* [Problem]:
In the entries that follow, copy exactly each line from the first through the line with "for every instance of the concrete".

* [Natural-language object grounding data]:
════════════════════
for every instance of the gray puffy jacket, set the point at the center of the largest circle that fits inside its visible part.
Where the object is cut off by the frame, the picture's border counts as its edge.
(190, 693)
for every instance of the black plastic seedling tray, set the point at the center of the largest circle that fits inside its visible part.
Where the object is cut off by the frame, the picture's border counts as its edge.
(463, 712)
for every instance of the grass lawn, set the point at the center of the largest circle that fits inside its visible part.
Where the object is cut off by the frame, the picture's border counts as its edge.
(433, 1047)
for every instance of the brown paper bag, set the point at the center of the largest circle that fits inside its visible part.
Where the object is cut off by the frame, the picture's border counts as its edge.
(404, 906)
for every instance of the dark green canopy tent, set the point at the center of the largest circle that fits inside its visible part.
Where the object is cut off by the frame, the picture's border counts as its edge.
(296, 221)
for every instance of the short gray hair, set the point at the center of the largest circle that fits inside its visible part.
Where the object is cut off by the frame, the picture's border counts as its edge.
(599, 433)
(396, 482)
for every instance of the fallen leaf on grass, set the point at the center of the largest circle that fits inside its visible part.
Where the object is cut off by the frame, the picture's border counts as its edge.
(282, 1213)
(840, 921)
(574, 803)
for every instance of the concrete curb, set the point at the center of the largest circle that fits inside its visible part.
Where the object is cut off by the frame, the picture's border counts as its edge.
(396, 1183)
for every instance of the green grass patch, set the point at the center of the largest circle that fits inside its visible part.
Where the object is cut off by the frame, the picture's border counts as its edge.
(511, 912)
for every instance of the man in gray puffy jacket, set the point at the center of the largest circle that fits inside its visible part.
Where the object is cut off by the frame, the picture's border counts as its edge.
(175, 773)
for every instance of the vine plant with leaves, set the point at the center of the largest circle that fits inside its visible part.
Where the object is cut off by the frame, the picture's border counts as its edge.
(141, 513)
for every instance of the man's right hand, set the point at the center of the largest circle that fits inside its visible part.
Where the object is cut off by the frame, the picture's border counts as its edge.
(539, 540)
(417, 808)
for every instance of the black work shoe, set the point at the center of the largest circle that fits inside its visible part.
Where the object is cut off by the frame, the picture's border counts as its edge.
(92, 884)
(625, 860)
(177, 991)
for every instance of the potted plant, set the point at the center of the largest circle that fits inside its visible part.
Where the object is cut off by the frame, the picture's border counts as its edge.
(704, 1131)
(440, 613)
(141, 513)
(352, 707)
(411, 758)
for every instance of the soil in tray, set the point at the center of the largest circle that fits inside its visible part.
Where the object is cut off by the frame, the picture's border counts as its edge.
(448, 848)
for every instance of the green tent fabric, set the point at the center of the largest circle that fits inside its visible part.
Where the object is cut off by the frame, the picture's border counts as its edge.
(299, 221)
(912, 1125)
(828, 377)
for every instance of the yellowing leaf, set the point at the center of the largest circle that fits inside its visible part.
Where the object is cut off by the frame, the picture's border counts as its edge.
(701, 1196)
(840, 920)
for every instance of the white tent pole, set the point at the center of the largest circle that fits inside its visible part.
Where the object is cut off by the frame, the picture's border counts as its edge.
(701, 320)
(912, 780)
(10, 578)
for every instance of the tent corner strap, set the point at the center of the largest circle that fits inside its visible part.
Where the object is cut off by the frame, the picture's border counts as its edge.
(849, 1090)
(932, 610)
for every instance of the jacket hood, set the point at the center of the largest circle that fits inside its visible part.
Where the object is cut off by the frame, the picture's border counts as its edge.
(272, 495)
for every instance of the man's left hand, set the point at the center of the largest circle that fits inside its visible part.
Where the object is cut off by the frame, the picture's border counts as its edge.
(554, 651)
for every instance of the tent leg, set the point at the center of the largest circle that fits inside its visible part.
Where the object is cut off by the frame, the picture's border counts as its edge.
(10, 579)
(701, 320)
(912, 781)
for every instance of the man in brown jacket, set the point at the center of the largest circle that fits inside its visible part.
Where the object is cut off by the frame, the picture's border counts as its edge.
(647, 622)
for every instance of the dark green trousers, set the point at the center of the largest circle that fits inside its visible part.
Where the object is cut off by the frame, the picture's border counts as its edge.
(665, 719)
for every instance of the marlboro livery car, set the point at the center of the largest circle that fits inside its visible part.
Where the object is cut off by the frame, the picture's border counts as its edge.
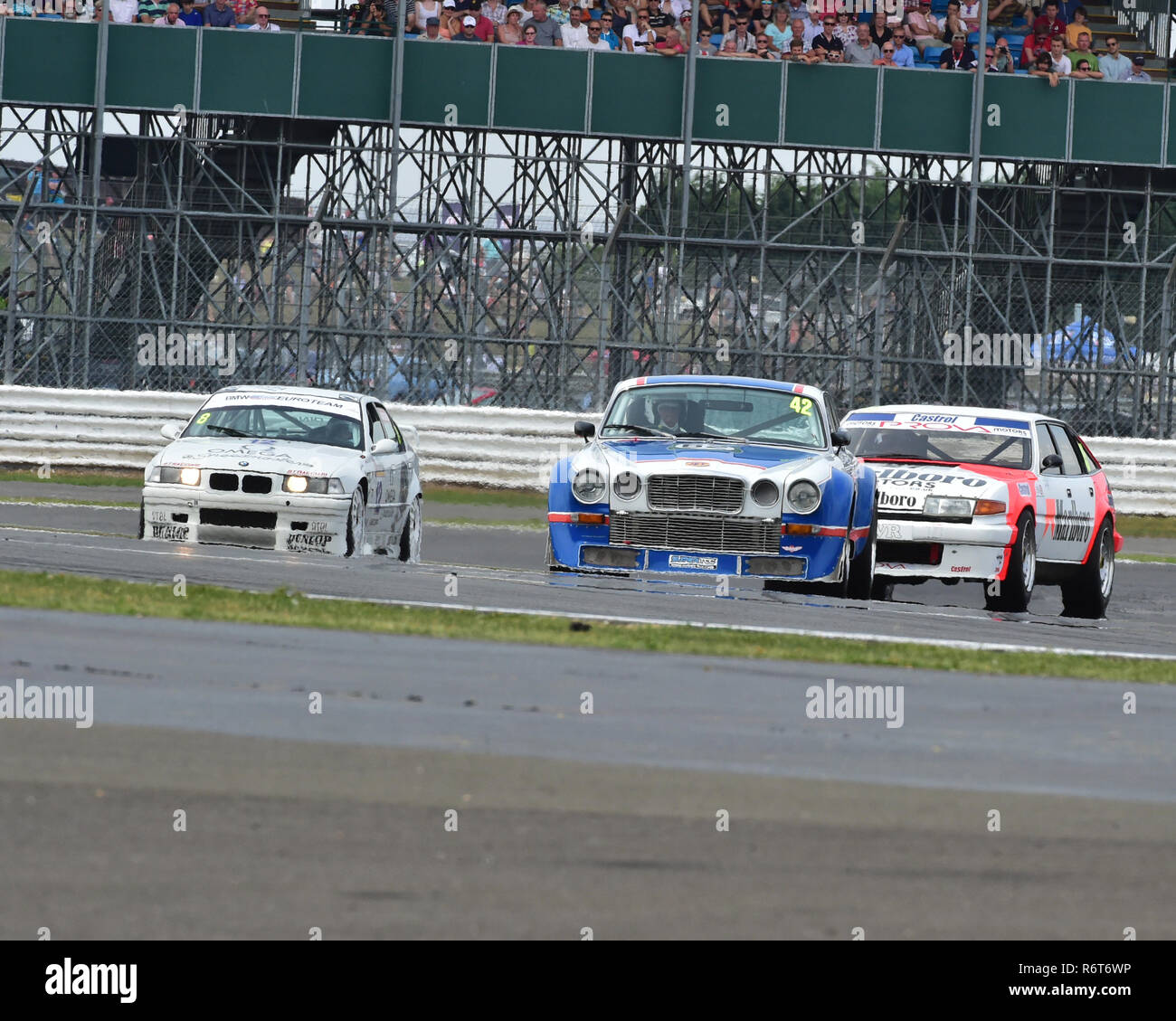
(1010, 499)
(716, 476)
(287, 468)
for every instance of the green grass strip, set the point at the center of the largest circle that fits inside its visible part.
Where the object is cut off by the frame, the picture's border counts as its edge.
(283, 609)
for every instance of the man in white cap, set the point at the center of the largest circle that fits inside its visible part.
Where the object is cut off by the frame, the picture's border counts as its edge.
(575, 32)
(469, 24)
(262, 23)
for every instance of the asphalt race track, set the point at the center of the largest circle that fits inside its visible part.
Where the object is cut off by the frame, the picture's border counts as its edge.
(564, 820)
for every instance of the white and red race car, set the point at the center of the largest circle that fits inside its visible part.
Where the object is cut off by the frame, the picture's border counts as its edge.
(1010, 499)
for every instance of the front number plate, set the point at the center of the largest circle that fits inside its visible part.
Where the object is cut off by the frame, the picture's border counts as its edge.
(697, 562)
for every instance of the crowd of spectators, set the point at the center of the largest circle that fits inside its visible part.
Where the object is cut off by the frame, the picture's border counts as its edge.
(801, 31)
(250, 14)
(1053, 42)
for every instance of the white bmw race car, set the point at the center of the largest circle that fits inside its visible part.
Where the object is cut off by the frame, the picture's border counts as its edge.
(287, 468)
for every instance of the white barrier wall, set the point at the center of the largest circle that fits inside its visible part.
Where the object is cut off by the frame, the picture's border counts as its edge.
(498, 447)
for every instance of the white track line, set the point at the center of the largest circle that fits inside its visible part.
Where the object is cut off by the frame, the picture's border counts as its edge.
(995, 648)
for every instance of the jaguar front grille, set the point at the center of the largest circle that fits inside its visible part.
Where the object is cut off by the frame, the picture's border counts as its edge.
(694, 532)
(695, 493)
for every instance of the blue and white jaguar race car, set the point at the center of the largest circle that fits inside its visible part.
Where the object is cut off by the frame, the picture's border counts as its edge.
(716, 476)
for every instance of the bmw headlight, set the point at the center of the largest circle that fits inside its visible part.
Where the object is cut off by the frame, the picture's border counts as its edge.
(172, 476)
(301, 484)
(765, 493)
(589, 485)
(804, 496)
(948, 507)
(627, 485)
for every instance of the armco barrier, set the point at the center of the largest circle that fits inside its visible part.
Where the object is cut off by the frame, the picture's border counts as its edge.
(487, 446)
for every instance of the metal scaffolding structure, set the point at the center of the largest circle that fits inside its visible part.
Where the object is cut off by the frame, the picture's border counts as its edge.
(536, 270)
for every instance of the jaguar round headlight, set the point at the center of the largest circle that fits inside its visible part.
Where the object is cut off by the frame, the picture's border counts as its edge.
(627, 485)
(804, 496)
(765, 493)
(589, 486)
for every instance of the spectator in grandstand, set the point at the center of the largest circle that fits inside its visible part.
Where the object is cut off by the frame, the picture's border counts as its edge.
(1049, 18)
(126, 12)
(779, 31)
(1137, 71)
(661, 18)
(510, 31)
(608, 31)
(904, 54)
(467, 34)
(639, 38)
(367, 18)
(1075, 26)
(971, 15)
(800, 27)
(1115, 67)
(763, 50)
(812, 27)
(880, 32)
(1058, 60)
(863, 50)
(1043, 67)
(1002, 62)
(575, 32)
(827, 43)
(152, 11)
(1083, 52)
(925, 27)
(953, 24)
(1035, 43)
(191, 14)
(423, 12)
(594, 40)
(847, 28)
(960, 57)
(171, 18)
(1002, 12)
(218, 14)
(671, 45)
(547, 32)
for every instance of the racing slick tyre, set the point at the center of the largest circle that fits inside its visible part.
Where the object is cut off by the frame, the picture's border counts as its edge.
(861, 568)
(356, 523)
(1012, 594)
(412, 536)
(1088, 591)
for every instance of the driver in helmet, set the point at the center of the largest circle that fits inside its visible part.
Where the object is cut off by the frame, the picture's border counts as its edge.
(669, 414)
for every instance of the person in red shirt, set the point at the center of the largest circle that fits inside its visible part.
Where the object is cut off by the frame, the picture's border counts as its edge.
(1035, 43)
(1049, 18)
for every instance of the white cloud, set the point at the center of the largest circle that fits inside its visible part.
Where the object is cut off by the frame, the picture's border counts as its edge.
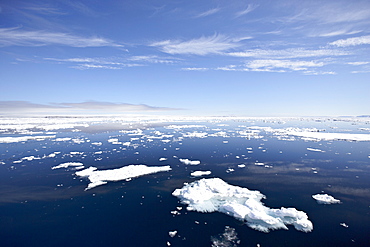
(211, 195)
(358, 63)
(208, 12)
(96, 107)
(267, 65)
(215, 44)
(362, 40)
(288, 53)
(249, 9)
(18, 37)
(153, 59)
(195, 69)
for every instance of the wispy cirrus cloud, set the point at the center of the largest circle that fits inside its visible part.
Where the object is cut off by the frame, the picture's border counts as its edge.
(282, 64)
(207, 13)
(215, 44)
(289, 53)
(362, 40)
(113, 62)
(249, 9)
(19, 37)
(96, 107)
(271, 65)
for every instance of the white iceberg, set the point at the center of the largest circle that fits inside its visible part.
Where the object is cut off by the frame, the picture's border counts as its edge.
(172, 233)
(23, 138)
(190, 162)
(69, 164)
(127, 172)
(325, 199)
(200, 173)
(228, 238)
(213, 194)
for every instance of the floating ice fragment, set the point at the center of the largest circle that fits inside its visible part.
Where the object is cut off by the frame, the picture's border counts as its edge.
(315, 150)
(68, 164)
(127, 172)
(190, 162)
(343, 224)
(200, 173)
(325, 199)
(228, 239)
(97, 143)
(172, 233)
(63, 139)
(23, 138)
(213, 194)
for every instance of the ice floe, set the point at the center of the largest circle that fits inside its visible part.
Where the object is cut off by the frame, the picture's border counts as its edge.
(24, 138)
(69, 164)
(172, 233)
(200, 173)
(325, 199)
(190, 162)
(227, 239)
(213, 194)
(100, 177)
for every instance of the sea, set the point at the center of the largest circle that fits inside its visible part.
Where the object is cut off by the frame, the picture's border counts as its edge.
(41, 206)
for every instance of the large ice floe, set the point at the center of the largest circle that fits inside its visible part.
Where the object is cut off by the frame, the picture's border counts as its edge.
(325, 199)
(100, 177)
(214, 194)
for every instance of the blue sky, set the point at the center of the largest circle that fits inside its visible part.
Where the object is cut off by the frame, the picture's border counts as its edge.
(244, 58)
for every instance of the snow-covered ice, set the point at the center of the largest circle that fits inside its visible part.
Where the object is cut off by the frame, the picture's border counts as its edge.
(200, 173)
(172, 233)
(69, 164)
(100, 177)
(325, 199)
(213, 194)
(24, 138)
(190, 162)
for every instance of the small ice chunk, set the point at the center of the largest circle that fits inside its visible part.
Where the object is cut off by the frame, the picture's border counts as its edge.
(172, 233)
(124, 173)
(190, 162)
(68, 164)
(315, 150)
(325, 199)
(200, 173)
(213, 194)
(343, 224)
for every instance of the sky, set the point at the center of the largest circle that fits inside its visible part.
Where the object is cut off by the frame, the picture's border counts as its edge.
(214, 58)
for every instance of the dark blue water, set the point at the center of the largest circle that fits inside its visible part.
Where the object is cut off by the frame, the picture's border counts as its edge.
(44, 207)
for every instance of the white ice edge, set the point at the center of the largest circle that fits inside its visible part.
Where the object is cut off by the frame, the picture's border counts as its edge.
════════════════════
* [Task response]:
for every instance of the gray puffy jacket, set the point at the center of the largest circle that fits inside its visible part.
Where the object is cut off by the frame, the picture's border counts as its edge.
(190, 693)
for every instance of the black plastic seedling tray, set the point at the center of the largest circle that fits inside its visible part.
Where the object is cut off by the frame, the picture's border counts as its edge.
(463, 712)
for every instance of the grass lawn, set the point at the center of the largest circle that fits inside its visible part.
Where the object is cut off by the frame, the picture's border counts as its edge.
(433, 1047)
for every instance of the brown paper bag, set the point at the center of the largest circle that fits inside its visible part.
Where the object is cut off by the frame, the picture's border counts as its edge.
(404, 906)
for every instance of the dark green canopy tent, set the point at the center of the largest circle that fits inside its visible part.
Where the object is cut off by the frame, the picture's border counts as its edge.
(296, 221)
for every instance of the short gray hair, set the point at the center of the largest circle that fits inside its visible part.
Where the object is cut off by the frame, the picture's border counts as its edge.
(599, 433)
(396, 482)
for every instance of the fallen leaf on grass, set the point at the center of the largest circle that fits inside its visible part.
Where the object is cut off by the frame, the picture's border counts as its edge.
(282, 1213)
(840, 921)
(574, 803)
for every instance of the concrete curb, set the point at the center of the largest circle that fits inside its visible part.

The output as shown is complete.